● TEXT SECTION

-*-*-

New York City, on the other hand, has developed a city branding campaign around it being a model city of immigrant integration (De Graauw, 2015). Examples include a city-sponsored Immigrant Heritage Month with cultural events, the Mayor’s Office of Immigrant Affairs coordination of language access programs and more, the City Council allocation of $19 million towards DACA outreach, and the city’s municipal identification card program (IDNYC), intended to facilitate inclusion for undocumented residents.3 Its immigrant organizations are well-coordinated and wield leverage in the public arena (De Graauw, 2015). Despite the broad popular and public support of immigrants in New York, a fundamental weakness lies in its lack of leverage regularizing its undocumented residents. The young undocumented informants in my study had, despite their lack of legal status, nonetheless developed a stable, adult social life, showing evidence of certain spaces of inclusion outside of formal national citizenship.

In contrast, the Paris young undocumented informants in my study, most of whom had obtained a legal status, nevertheless continued to face daunting obstacles to an integrated adulthood. How to explain this divergence wherein Paris helped undocumented youth gain legal status yet was less effective in integrating these youths while New York provided a setting for integration without offering youth legal status? This article argues that the influence of nation-state policies and city-level organizational dynamics create these different contexts for undocumented youth.

-*-*-

● SOURCE DATA
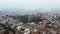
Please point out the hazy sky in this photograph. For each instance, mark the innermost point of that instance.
(30, 4)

-*-*-

● EXERCISE TASKS
1 - Answer these questions from the text on undocumented youth:
(a) How much money did the City Council allocate towards DACA outreach?
(b) What is the name of New York City's municipal identification card program?
(c) What had most of the Paris young undocumented informants obtained?
2 - Write out the part of the text on undocumented youth starting at "In contrast, the" and ending at "for undocumented youth.", word for word.

● ANSWERS TO THE TASKS
1 -
(a) $19 million
(b) IDNYC
(c) A legal status

2 -
In contrast, the Paris young undocumented informants in my study, most of whom had obtained a legal status, nevertheless continued to face daunting obstacles to an integrated adulthood. How to explain this divergence wherein Paris helped undocumented youth gain legal status yet was less effective in integrating these youths while New York provided a setting for integration without offering youth legal status? This article argues that the influence of nation-state policies and city-level organizational dynamics create these different contexts for undocumented youth.